» **EXERCISE DETAILS**: Write the records out again, keeping each line exactly as it is.
[[ MATERIAL SUPPLIED open ]]
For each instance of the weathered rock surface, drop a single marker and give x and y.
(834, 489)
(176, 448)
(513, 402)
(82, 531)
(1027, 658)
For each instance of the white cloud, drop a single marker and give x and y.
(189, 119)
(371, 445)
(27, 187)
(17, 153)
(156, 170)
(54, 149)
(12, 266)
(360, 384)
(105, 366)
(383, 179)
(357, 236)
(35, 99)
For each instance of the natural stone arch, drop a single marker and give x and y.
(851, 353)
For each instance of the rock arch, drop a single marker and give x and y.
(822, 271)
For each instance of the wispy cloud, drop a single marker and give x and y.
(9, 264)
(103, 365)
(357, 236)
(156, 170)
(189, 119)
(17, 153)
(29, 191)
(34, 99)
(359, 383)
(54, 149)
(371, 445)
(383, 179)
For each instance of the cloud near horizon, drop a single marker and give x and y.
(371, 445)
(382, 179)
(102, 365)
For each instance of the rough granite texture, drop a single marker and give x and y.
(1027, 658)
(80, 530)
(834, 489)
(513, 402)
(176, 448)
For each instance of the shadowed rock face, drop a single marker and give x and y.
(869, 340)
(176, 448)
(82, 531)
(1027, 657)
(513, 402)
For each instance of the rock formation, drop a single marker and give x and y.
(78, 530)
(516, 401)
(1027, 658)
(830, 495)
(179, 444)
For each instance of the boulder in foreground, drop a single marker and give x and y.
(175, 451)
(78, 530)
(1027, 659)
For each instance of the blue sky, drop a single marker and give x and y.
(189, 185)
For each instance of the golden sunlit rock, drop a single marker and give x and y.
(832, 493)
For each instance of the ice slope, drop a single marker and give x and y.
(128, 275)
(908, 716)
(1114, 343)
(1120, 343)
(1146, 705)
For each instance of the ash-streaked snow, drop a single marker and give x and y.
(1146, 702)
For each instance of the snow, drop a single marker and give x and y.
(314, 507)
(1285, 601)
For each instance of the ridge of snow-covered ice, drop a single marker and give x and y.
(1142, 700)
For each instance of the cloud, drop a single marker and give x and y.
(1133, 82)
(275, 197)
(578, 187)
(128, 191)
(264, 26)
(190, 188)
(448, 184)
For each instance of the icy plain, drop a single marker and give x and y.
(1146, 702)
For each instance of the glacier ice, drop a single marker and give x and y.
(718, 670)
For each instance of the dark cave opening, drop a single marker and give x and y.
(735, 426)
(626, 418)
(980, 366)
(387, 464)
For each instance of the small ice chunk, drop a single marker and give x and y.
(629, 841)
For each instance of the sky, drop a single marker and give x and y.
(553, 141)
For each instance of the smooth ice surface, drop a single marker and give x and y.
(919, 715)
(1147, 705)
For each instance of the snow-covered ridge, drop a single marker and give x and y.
[[ MATERIAL SUPPLIED closed ]]
» **SOLUTION BELOW**:
For each instance of the weathered rock surface, drop a single marker and give x and y.
(834, 489)
(176, 448)
(513, 402)
(82, 531)
(1027, 658)
For each instance of the white cloud, drop a single marker and give x and y.
(189, 119)
(371, 445)
(27, 187)
(17, 153)
(156, 170)
(54, 149)
(12, 266)
(360, 384)
(105, 366)
(383, 179)
(357, 236)
(35, 99)
For each instance of the natural stone arch, drop a single marker and give x and y.
(851, 353)
For each instance of the rock arch, drop a single marker and give x and y.
(822, 271)
For each instance of the wispy cloud, drop a single marker and give x and y.
(9, 264)
(103, 365)
(357, 236)
(156, 170)
(189, 119)
(17, 153)
(29, 191)
(34, 99)
(359, 383)
(54, 149)
(371, 445)
(383, 179)
For each instance of the cloud near horizon, drop a single marker and give x and y.
(371, 445)
(382, 179)
(102, 365)
For each instance of the rough granite texture, drop a single marker and give x and y.
(1027, 658)
(80, 530)
(834, 489)
(513, 402)
(176, 448)
For each instance of the shadowed rock face, drop a single marker and give x and y.
(869, 340)
(176, 448)
(82, 531)
(1027, 657)
(513, 402)
For each instance of the rock formation, drop a single marker and give x and y.
(78, 530)
(516, 401)
(1027, 658)
(830, 495)
(179, 444)
For each instance of the boulder in foreground, drop a single marker and give x and y.
(175, 451)
(78, 530)
(1027, 659)
For each instance of the blue sky, drop a single marker and give x and y.
(189, 185)
For each instance of the golden sunlit rock, drop a single marker and give x and y.
(832, 493)
For each instance of the ice slope, drop a single marker and give x and y.
(128, 275)
(908, 716)
(1114, 343)
(1120, 343)
(1146, 705)
For each instance of the ash-streaked snow, drop a single marker and give x and y.
(1146, 702)
For each instance of the snow, drop a single marker and give x and y.
(314, 507)
(1285, 601)
For each instance of the ridge of snow-covered ice, drop a single marker and give x and y.
(1142, 700)
For each instance of the cloud, drop a single marker and give x and y.
(1133, 82)
(275, 197)
(578, 187)
(128, 191)
(264, 26)
(190, 188)
(448, 184)
For each instance of the icy plain, drop a single marker and give x and y.
(1146, 702)
For each instance of the glacier ice, drop a single marker and give x and y.
(718, 670)
For each instance of the dark cave opening, drop a single marker and give x and y.
(735, 426)
(626, 418)
(980, 366)
(387, 464)
For each instance of the small ice chunk, drop a single marker and give x and y.
(629, 841)
For each instance of the sky, drop a single marker and give x and y.
(553, 141)
For each instance of the smooth ice surface, drop a single marker and give x and y.
(919, 715)
(1147, 705)
For each instance of the snow-covered ridge, drop a single marker and give x and y.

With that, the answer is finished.